**Exercise**
Beginning with the line where "One point belongs on each instance of the red" appears, restate the lines word for word through the last one in the listing.

**Some records**
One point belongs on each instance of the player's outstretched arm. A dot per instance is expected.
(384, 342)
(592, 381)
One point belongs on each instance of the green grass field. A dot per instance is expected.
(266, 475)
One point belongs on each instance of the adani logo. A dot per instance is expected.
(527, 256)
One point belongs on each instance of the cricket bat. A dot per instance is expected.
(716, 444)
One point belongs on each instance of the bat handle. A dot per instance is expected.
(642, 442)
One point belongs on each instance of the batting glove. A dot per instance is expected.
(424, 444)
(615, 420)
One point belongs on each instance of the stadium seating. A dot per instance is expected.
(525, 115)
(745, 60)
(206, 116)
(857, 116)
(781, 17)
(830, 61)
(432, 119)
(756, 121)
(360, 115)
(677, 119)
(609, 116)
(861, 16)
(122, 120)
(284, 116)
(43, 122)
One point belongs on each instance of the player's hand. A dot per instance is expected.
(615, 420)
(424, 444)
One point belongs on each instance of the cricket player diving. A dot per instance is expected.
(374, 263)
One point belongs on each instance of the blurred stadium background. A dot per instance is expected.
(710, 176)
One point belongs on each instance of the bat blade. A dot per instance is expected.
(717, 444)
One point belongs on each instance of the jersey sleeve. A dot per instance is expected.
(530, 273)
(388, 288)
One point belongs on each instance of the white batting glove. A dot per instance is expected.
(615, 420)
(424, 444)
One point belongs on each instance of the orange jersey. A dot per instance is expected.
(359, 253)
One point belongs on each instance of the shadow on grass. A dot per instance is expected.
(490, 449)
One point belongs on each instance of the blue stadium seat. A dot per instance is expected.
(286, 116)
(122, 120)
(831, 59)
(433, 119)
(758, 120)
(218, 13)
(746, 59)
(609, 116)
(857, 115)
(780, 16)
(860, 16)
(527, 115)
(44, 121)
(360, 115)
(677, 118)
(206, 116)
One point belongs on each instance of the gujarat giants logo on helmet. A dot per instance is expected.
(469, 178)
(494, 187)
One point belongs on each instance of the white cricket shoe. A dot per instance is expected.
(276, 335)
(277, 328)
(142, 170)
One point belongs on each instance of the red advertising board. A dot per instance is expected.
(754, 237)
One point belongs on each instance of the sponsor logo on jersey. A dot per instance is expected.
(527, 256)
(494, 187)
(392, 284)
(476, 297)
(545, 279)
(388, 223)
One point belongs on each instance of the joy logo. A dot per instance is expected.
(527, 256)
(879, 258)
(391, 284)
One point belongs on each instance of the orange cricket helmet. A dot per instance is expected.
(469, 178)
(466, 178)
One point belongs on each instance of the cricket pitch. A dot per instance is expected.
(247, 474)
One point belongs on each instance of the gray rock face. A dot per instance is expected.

**The result**
One point belongs on each instance of the red advertising board. A dot per instance is expected.
(754, 237)
One point belongs on each instance of the sponsor logo on jersey. A dot per instance is expected.
(527, 256)
(494, 187)
(392, 284)
(476, 297)
(545, 279)
(388, 223)
One point belongs on each instance of the joy logo. A dot per instance is expected.
(527, 256)
(879, 258)
(391, 284)
One point belongs on each instance of the orange cricket helmet. A dot per instance is expected.
(469, 178)
(466, 178)
One point belongs on each instance of the cricket pitch. A dot per instance is expected.
(247, 474)
One point belongs on each instance of the gray rock face. A dot per instance is expected.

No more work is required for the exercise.